EXCERPTED TEXT:
Frank-Wolfe algorithm for constrained convex optimization

Image: Jaggi et al. 2013

Fabian Pedregosa, Parietal Meeting September 2013

Context: Optimization problems of the form $$ \underset{x \in \mathcal{D}}{\operatorname{argmin}} f(x) $$ where $f$ is convex differentiable and the domain $\mathcal{D}$ is convex compact.

Applicable to problems such as

Lasso
Group Lasso
Trace norm
Total Variation

Belongs to the family of gradient-based (first order) methods as

Projected Gradient Descent
Proximal Methods

Algorithm

Let $x^{(0)} \in \mathcal{D}$
for $k = 0 ... K$ do

Compute $s = \underset{s' \in \mathcal{D}}{\operatorname{argmax}} \langle s', - \nabla f(x^{(k)}) \rangle$
Let $\gamma = \frac{2}{k+2}$ or optimize $\gamma$ by line-search
Update $x^{(k+1)} = (1 - \gamma) x^{(k)} + \gamma s$

< >

Complexity

[Wolfe 1956, Jaggi 2013] say $$f(x^{(k)}) - f(x^*) \leq \frac{2 C_f}{k + 2} = \mathcal{O}\left( \frac{1}{k} \right)$$

i.e. similar to (unaccelerated) proximal gradient algorithms

But running time it depends on how fast you can solve the subproblem $$s = \underset{s' \in \mathcal{D}}{\operatorname{argmax}} \langle s', - \nabla f(x^{(k)}) \rangle$$

which might be a hard problem ...

But for domains $\mathcal{D}$ that are convex envelope of another set $\mathcal{A}$, then $$ \underset{s' \in \mathcal{D}}{\operatorname{sup}} \langle s', y \rangle = \underset{s' \in \mathcal{A}}{\operatorname{sup}} \langle s', y \rangle $$

For example:

Instead of optimizing over the unit $\ell_1$-ball ...

You optimize over the canonical vectors

Instead of optimizing over the unit nuclear-norm ball (trace-norm ball) ...

You optimize over the set of rank-one matrices

(leading singular vector, solvable by Power or Lanczos iteration)

Extracted data entries:

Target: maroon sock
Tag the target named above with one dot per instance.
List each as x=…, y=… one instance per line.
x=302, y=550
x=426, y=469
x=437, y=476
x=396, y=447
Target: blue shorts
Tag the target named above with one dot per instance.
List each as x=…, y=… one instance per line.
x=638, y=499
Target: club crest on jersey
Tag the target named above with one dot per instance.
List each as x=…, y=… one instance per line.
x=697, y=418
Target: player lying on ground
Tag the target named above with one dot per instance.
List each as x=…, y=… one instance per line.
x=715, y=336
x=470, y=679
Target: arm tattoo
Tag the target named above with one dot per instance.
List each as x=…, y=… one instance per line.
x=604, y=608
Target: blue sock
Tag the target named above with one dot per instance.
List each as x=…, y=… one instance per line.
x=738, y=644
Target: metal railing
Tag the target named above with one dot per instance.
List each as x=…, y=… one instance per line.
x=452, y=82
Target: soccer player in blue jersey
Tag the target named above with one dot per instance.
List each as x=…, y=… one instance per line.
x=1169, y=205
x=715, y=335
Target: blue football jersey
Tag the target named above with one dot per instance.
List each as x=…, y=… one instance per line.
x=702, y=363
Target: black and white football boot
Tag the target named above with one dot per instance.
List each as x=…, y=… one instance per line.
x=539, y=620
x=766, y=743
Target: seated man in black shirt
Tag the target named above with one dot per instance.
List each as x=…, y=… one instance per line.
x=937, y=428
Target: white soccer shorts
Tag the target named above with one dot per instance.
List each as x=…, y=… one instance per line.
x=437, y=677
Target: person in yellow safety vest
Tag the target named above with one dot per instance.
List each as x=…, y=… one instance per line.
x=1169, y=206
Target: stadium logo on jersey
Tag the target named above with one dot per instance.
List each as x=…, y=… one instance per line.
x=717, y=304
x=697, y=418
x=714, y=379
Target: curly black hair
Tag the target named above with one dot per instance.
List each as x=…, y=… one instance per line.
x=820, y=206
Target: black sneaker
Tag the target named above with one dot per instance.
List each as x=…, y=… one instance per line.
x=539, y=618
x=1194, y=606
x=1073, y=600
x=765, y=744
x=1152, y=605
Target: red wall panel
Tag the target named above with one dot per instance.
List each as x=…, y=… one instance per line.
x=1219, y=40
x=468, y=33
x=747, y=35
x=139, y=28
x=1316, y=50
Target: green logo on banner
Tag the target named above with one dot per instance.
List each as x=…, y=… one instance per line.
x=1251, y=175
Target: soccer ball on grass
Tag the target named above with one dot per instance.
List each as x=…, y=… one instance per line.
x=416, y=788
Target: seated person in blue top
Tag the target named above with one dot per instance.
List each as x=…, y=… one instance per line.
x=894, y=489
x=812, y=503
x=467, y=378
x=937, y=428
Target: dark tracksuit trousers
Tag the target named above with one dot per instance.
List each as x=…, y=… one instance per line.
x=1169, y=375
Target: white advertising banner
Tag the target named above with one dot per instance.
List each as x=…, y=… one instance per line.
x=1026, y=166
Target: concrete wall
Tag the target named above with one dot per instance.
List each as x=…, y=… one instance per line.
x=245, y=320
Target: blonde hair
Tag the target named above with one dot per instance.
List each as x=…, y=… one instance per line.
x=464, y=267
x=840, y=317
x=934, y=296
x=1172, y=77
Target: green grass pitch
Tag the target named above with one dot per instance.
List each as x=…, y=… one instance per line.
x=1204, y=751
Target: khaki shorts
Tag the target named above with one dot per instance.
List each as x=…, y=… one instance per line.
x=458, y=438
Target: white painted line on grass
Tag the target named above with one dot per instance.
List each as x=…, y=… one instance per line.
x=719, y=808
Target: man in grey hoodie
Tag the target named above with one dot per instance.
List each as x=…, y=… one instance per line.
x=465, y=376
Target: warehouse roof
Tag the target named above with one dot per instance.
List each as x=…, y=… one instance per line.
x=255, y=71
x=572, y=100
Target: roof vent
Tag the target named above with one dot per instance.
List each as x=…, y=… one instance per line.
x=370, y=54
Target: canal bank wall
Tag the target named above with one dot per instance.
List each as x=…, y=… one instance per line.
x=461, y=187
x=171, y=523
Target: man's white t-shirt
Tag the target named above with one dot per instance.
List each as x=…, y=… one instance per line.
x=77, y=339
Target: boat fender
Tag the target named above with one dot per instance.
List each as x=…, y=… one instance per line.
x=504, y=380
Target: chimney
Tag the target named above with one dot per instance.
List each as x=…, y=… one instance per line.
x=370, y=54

THINGS TO DO:
A. In the Frank-Wolfe text, which two references are cited for the complexity bound?
B. List every problem that the Frank-Wolfe text says the algorithm is applicable to.
C. Rewrite the Frank-Wolfe text from "Instead of optimizing over the unit $\ell_1$-ball" up to and including "(trace-norm ball) ...", replacing "optimizing" with "minimizing".

TASK-BY-TASK SOLUTIONS:
A. Wolfe 1956 and Jaggi 2013.

B. Lasso, Group Lasso, Trace norm, Total Variation

C.
Instead of minimizing over the unit $\ell_1$-ball ...

You optimize over the canonical vectors

Instead of minimizing over the unit nuclear-norm ball (trace-norm ball) ...